**Description of the task**. Select every line below that contains the word "yellow", and copy each one.

[Dataset records on where objects are located]
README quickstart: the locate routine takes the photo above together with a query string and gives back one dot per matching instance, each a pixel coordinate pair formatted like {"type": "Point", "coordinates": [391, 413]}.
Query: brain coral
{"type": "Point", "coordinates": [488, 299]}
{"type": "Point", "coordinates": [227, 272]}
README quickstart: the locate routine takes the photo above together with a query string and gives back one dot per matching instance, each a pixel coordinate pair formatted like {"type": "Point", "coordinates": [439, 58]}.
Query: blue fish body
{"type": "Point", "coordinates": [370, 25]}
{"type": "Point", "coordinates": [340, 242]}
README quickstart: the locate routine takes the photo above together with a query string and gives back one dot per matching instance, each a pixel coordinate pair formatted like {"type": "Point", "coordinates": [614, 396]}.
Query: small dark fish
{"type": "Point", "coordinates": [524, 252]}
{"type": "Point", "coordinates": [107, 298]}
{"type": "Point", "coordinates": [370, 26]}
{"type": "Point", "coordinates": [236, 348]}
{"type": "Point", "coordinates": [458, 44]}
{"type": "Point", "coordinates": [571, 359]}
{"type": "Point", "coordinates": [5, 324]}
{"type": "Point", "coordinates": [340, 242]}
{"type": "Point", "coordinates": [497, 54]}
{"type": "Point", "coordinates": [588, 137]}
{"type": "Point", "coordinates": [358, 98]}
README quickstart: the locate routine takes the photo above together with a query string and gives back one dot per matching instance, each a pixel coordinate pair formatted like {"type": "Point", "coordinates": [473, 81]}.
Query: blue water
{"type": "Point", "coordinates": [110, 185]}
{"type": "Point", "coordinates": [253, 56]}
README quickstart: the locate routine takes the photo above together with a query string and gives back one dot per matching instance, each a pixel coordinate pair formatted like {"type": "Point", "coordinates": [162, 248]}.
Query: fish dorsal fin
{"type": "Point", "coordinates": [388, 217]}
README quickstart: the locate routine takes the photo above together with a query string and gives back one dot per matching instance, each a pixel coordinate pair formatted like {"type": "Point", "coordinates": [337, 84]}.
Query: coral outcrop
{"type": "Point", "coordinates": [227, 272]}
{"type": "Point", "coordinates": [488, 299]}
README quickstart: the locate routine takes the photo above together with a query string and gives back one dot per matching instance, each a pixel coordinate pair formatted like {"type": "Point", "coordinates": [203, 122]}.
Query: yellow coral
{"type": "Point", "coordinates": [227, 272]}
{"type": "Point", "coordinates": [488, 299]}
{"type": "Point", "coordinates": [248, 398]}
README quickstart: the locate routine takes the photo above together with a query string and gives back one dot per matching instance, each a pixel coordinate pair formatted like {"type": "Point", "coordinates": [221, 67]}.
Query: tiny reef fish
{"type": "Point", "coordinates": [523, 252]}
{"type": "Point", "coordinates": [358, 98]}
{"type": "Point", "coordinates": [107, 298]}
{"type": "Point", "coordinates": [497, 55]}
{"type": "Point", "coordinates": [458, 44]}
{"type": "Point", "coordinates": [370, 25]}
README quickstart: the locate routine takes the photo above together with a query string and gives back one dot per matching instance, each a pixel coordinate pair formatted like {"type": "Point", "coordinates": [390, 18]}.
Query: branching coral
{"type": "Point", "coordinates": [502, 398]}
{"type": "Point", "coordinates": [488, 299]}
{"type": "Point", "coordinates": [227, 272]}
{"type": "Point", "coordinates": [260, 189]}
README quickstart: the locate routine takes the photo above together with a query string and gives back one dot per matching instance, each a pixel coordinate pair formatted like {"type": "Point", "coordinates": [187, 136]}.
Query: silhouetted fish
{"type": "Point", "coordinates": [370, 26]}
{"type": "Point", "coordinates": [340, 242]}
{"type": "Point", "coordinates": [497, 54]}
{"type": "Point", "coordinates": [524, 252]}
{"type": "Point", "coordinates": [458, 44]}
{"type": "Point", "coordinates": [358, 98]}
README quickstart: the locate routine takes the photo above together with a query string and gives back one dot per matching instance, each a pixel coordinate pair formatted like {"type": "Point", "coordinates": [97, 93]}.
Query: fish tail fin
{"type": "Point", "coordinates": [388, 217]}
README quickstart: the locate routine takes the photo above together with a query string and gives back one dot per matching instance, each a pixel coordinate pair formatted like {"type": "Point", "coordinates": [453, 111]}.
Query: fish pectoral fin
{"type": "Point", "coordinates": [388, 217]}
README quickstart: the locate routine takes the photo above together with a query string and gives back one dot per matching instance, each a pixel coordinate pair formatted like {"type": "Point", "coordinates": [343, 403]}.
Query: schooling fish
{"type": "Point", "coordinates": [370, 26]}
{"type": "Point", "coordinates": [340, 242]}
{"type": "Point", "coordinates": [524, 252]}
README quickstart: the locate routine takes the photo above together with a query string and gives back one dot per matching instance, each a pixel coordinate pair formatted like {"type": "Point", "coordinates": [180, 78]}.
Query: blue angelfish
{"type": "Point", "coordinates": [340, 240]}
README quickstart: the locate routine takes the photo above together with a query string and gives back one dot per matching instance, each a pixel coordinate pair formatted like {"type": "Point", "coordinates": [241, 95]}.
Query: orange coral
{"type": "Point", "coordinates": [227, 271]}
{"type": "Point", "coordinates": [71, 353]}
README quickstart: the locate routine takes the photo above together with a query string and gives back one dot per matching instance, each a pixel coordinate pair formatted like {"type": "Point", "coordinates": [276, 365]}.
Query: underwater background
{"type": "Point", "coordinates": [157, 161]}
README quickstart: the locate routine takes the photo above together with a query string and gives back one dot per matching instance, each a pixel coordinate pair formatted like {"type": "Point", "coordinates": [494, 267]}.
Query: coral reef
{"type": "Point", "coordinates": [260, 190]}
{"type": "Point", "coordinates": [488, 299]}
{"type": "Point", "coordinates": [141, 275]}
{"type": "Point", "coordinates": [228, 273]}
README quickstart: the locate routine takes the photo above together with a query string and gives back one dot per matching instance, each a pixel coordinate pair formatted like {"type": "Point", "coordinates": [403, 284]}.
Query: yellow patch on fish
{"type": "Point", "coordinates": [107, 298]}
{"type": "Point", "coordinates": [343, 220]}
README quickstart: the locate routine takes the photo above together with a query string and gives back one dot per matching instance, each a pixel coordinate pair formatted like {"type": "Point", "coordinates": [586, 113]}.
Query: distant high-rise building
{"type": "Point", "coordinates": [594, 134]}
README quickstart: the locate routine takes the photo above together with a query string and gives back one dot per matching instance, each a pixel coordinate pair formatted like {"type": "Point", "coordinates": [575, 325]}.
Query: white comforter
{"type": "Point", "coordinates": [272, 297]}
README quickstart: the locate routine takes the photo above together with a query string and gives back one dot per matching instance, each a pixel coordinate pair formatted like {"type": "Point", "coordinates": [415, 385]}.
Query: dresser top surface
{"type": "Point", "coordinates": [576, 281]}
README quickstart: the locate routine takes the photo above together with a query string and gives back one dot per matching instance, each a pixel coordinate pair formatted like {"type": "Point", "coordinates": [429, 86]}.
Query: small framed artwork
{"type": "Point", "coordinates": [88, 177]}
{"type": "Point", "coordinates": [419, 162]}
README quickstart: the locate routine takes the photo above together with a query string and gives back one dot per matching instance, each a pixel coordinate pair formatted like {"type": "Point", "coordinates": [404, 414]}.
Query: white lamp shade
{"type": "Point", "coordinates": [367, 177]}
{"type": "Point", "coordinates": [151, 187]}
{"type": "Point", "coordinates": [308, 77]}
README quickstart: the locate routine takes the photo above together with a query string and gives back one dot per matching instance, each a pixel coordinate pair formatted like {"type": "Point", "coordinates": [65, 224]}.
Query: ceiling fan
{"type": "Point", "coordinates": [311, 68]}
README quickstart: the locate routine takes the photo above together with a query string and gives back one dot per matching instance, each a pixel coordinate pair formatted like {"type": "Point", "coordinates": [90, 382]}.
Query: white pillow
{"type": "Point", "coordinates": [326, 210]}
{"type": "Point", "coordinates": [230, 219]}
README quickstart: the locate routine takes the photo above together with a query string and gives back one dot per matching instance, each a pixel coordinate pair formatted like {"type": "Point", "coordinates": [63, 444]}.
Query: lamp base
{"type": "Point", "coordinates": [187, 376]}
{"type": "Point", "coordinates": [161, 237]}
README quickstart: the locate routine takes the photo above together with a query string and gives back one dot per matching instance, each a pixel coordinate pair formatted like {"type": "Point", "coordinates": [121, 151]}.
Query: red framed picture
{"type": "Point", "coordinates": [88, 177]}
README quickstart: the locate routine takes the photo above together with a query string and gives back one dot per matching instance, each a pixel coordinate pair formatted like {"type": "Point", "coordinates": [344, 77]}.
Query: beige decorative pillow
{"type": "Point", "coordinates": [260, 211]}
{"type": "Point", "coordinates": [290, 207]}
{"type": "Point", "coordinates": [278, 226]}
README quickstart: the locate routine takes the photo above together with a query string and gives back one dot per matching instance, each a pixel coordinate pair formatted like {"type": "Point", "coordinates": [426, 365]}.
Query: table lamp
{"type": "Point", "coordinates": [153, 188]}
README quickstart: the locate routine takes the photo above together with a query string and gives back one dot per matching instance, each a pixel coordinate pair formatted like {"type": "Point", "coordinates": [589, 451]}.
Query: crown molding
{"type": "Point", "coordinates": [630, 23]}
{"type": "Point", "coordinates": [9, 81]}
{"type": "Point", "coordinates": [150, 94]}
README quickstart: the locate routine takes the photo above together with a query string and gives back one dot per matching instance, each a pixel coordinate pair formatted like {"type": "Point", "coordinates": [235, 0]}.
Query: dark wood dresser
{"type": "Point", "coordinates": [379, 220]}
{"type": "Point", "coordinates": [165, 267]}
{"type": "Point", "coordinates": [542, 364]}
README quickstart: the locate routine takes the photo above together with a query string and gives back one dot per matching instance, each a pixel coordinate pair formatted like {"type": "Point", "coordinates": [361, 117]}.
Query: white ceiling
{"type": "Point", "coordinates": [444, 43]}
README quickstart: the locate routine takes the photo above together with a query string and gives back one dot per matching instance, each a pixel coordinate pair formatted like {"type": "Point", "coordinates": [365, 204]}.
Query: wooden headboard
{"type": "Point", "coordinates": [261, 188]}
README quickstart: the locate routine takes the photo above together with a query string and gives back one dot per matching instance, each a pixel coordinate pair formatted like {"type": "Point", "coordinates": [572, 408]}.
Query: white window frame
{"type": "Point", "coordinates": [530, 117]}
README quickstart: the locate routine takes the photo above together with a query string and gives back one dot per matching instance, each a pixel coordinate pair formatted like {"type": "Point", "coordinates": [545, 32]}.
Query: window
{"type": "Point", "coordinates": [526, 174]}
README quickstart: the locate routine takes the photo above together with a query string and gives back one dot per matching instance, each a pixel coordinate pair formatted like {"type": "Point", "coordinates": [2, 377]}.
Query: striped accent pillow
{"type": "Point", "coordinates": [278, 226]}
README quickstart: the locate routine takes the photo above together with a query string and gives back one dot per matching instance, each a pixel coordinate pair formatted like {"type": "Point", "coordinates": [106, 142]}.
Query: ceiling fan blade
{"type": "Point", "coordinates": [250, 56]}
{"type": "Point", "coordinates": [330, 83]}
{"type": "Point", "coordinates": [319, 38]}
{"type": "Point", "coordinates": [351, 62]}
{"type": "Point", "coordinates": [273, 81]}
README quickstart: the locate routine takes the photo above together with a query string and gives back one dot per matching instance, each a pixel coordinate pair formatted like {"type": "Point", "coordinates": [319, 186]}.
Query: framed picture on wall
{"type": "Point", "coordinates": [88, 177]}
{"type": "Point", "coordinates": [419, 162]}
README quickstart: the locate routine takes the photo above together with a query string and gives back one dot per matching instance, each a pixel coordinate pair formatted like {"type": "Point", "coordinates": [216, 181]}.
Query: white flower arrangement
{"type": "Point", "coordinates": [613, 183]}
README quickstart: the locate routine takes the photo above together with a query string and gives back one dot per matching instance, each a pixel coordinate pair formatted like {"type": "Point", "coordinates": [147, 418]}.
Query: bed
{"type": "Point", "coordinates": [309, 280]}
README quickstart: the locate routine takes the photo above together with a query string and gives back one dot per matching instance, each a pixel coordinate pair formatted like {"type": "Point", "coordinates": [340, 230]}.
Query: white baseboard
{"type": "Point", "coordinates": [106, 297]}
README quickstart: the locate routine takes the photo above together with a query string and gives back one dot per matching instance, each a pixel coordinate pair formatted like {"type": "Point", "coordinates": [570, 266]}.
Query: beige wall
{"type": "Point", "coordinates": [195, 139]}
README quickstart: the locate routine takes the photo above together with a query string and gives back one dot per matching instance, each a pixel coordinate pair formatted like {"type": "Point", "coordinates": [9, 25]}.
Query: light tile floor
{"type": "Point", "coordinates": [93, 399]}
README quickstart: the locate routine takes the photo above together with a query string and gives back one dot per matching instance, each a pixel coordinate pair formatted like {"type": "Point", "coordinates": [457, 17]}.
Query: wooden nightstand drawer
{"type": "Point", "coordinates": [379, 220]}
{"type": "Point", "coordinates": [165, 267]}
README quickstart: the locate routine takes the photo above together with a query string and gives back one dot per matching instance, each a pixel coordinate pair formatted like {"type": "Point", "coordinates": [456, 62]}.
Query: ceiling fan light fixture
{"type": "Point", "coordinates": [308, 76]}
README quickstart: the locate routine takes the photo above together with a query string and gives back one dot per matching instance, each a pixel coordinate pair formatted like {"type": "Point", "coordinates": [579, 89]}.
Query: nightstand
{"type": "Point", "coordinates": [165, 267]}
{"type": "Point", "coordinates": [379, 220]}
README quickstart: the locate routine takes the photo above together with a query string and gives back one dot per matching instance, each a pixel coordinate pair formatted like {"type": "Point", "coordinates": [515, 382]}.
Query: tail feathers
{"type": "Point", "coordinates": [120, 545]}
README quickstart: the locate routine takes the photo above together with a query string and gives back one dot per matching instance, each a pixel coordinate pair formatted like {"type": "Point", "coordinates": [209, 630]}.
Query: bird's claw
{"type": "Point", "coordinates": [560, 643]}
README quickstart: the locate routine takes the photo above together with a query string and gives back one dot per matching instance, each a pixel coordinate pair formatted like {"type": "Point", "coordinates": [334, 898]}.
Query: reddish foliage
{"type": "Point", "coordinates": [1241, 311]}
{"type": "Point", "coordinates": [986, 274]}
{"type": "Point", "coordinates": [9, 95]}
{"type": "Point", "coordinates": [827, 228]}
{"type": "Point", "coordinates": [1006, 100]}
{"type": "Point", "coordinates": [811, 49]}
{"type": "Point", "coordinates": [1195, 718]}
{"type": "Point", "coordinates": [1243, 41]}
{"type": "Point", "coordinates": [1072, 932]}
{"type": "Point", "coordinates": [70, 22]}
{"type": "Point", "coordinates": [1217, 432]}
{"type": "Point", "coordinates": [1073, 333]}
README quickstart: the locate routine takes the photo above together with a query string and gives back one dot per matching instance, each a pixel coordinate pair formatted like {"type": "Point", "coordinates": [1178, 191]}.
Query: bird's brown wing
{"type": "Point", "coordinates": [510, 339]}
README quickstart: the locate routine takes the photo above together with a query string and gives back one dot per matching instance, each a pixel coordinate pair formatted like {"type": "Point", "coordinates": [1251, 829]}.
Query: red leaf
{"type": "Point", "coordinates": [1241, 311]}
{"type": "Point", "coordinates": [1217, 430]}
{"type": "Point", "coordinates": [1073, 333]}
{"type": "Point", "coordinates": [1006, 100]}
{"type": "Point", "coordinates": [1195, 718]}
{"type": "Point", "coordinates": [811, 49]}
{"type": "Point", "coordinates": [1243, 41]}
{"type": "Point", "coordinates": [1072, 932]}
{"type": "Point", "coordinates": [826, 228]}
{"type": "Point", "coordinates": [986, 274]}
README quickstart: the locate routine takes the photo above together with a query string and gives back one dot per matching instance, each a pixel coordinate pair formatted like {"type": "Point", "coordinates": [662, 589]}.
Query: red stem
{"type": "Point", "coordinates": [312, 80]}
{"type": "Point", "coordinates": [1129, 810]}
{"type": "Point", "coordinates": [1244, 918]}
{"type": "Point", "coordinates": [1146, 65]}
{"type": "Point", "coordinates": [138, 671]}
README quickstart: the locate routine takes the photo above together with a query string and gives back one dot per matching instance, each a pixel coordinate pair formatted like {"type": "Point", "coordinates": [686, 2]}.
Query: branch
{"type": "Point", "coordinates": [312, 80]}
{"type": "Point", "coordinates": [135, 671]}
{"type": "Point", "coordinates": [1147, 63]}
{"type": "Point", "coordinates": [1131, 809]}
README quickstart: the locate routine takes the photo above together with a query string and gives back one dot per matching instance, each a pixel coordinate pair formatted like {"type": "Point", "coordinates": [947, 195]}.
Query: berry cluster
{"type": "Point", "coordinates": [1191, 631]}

**Finished task**.
Query: yellow coral
Query: yellow patch on fish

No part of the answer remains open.